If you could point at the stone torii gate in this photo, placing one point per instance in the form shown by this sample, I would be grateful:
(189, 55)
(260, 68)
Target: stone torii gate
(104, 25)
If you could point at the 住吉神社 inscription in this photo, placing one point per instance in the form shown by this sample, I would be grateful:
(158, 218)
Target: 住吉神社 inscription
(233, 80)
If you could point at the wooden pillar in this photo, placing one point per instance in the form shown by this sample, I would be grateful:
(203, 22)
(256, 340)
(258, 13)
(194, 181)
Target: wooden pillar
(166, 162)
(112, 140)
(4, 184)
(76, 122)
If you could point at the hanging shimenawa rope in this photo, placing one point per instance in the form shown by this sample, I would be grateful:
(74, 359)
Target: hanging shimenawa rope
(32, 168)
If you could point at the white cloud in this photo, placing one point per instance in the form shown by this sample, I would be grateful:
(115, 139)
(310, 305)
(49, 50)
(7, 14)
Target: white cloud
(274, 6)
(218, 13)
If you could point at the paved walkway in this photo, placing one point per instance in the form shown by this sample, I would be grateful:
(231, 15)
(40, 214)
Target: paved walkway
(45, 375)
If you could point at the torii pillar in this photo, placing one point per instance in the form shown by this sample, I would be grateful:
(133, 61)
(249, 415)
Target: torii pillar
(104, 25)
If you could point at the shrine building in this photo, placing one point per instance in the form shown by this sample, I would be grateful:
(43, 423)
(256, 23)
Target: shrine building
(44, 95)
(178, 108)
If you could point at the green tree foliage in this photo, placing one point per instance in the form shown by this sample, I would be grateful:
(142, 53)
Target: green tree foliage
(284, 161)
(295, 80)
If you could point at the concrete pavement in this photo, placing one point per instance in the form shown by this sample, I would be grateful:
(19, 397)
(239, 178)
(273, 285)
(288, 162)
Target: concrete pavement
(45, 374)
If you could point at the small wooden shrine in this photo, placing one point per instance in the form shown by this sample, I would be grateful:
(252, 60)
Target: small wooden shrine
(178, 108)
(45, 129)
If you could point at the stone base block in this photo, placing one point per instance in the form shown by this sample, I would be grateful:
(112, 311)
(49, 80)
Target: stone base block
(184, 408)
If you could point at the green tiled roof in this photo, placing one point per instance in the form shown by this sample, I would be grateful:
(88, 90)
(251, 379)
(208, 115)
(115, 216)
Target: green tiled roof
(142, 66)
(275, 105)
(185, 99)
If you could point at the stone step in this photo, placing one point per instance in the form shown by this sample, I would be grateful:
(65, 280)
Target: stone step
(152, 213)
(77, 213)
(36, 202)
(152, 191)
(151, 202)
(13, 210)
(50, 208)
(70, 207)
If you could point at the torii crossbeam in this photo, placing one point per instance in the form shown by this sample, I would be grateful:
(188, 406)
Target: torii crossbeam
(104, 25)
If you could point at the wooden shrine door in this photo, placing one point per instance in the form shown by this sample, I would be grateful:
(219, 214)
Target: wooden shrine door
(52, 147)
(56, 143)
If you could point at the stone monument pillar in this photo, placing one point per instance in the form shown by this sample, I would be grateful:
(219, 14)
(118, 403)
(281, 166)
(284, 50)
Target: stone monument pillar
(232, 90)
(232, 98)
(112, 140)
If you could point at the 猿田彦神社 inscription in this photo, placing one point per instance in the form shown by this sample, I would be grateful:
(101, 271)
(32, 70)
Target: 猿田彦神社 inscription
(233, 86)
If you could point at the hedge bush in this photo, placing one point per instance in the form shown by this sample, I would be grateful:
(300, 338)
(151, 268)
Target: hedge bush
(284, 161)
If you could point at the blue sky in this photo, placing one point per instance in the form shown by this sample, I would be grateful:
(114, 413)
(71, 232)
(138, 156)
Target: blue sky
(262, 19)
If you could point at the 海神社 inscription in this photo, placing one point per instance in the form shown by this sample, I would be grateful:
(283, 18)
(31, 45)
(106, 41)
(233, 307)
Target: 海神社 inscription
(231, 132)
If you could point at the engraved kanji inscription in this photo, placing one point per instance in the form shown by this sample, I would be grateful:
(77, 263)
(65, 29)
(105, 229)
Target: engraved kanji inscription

****

Lines that hold the word "kanji" are the ones to copy from the entries above.

If you could point at the engraved kanji inscription in this photo, placing one point per instance in the form shown by this sample, I would be grateful:
Target: engraved kanji inscription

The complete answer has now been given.